- _DATA TO PROCESS_:
— Start —

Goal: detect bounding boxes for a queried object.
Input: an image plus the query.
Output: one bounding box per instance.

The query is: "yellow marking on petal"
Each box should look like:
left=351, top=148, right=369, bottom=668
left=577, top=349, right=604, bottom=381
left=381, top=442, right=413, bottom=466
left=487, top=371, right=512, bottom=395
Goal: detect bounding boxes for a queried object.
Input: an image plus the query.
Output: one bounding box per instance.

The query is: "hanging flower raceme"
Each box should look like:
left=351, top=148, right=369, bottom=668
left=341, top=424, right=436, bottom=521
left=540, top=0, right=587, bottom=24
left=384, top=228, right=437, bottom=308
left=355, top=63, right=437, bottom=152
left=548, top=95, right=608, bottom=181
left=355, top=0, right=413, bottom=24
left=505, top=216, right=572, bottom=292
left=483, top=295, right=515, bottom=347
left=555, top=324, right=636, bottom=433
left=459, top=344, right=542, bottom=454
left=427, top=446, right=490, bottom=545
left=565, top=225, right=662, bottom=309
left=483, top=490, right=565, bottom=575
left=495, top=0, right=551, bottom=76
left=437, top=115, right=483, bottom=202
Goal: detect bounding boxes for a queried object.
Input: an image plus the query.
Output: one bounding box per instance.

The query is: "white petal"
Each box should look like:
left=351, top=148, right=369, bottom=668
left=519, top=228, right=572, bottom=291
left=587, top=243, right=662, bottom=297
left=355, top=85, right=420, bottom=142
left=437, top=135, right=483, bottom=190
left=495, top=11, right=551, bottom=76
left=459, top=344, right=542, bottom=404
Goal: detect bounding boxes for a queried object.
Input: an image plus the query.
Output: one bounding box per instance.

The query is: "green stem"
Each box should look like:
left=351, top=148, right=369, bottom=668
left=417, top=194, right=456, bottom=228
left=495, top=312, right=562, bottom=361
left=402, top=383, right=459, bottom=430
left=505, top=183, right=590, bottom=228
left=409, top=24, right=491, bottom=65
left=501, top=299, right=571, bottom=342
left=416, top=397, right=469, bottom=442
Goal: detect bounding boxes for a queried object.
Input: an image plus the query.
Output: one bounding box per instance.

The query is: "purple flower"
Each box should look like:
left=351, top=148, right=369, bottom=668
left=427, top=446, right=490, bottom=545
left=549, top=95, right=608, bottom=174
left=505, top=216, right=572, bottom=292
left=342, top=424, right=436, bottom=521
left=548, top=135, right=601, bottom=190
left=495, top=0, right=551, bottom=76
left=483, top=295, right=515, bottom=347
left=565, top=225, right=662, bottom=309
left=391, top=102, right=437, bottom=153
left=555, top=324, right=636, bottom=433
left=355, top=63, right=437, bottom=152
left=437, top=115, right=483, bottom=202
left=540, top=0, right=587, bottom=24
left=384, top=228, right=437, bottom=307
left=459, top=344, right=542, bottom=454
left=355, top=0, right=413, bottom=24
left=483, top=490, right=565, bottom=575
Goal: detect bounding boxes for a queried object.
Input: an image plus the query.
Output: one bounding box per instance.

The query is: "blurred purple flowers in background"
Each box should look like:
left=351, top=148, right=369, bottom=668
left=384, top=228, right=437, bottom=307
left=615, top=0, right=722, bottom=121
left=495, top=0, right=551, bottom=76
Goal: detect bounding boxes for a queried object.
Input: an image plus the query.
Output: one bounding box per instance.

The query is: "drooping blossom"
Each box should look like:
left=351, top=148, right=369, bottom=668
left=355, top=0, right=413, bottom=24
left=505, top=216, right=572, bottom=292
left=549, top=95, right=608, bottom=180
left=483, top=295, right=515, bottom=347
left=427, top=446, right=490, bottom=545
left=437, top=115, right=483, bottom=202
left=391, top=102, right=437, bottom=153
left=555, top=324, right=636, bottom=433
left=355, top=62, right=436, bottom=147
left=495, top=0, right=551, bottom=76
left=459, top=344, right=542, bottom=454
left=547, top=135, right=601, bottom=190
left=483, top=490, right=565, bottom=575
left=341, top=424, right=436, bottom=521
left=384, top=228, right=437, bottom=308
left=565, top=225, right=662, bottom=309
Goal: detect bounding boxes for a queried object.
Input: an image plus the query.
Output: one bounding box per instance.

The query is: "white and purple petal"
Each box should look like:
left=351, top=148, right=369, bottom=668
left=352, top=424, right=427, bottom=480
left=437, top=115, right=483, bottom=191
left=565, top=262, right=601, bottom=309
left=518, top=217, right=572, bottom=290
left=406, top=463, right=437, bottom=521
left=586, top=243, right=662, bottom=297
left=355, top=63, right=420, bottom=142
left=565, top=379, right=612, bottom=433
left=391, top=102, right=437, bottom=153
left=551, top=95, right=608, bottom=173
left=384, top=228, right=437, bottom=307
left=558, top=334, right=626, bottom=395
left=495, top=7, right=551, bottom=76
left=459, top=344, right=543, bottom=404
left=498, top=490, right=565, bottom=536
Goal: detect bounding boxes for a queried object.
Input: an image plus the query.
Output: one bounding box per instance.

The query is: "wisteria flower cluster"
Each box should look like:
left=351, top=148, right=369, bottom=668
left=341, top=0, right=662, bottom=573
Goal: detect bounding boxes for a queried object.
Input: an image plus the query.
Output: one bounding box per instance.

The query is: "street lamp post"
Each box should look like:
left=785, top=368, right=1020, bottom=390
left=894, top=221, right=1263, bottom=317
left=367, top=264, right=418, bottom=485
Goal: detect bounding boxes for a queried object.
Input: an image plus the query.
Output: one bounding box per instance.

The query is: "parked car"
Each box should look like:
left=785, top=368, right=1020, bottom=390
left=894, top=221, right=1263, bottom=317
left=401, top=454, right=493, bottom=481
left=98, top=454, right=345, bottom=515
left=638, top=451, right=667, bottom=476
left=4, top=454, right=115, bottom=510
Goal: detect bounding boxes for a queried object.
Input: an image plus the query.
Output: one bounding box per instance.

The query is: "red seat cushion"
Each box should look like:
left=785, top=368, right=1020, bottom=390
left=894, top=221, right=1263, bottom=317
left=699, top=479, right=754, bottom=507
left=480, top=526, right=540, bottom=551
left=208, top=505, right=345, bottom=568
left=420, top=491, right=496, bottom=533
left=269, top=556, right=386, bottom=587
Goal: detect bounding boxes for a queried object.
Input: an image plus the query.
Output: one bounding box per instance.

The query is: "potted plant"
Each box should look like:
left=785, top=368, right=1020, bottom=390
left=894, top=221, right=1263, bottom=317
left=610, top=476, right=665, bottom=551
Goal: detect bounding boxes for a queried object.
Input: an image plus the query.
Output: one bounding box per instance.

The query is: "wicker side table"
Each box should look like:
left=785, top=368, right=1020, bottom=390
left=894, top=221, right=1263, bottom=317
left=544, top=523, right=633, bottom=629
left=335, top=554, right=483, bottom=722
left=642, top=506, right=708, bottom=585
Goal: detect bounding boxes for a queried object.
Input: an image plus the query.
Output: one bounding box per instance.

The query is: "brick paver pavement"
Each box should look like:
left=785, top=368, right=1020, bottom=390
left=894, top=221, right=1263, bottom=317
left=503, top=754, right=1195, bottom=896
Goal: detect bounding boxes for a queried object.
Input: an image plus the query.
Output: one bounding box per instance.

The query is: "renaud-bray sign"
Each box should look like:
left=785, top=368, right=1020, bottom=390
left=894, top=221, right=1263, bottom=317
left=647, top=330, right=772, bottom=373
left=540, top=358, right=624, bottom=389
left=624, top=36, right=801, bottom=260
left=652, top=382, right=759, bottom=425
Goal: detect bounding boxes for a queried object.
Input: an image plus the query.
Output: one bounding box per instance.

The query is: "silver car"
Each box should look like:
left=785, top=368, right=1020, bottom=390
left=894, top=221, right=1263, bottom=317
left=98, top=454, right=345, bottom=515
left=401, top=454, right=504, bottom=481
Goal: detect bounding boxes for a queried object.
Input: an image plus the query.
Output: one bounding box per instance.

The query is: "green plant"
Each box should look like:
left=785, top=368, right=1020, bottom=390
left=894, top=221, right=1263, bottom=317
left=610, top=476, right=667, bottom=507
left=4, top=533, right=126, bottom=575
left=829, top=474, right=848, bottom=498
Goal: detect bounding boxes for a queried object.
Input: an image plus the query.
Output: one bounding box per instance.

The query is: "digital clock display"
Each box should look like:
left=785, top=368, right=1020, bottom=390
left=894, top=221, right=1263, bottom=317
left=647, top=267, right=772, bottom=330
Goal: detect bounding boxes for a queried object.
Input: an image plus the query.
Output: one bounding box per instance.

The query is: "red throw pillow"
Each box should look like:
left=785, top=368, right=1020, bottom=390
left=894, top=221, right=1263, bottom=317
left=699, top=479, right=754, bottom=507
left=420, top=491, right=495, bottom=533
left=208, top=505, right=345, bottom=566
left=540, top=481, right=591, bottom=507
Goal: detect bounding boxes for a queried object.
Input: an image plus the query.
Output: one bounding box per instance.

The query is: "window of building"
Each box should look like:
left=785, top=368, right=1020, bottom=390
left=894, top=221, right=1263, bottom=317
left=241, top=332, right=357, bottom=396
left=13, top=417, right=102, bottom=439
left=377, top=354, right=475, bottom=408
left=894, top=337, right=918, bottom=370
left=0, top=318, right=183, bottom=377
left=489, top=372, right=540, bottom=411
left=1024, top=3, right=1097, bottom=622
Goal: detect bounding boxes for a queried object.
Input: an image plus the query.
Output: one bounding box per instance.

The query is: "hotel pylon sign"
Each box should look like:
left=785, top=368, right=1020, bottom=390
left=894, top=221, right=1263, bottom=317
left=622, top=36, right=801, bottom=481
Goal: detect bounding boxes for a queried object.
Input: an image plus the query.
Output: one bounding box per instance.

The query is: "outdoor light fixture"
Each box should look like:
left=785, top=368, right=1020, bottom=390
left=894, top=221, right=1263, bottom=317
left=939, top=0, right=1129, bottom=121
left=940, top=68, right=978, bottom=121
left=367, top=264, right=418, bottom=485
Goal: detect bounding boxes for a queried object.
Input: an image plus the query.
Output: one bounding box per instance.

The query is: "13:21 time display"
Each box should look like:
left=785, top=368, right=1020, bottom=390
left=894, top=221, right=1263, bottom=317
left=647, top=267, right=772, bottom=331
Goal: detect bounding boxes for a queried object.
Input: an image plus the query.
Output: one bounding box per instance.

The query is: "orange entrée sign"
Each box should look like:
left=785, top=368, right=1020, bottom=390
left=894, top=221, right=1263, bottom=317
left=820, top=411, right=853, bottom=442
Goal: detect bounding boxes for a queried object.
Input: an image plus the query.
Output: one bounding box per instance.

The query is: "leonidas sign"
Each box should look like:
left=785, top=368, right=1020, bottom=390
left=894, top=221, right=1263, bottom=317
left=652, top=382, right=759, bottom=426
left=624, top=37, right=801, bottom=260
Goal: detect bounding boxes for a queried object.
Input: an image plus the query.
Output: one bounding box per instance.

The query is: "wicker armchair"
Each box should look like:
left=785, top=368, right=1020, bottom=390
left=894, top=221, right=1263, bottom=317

— End —

- _TASK STATEMENT_: Identify every line of the records above that contains the string "purple" and copy each such line.

- _ANSWER FOR THIS EXERCISE_:
The query is: "purple flower"
The query is: "blurred purple flowers in background"
The query is: "white and purple petal"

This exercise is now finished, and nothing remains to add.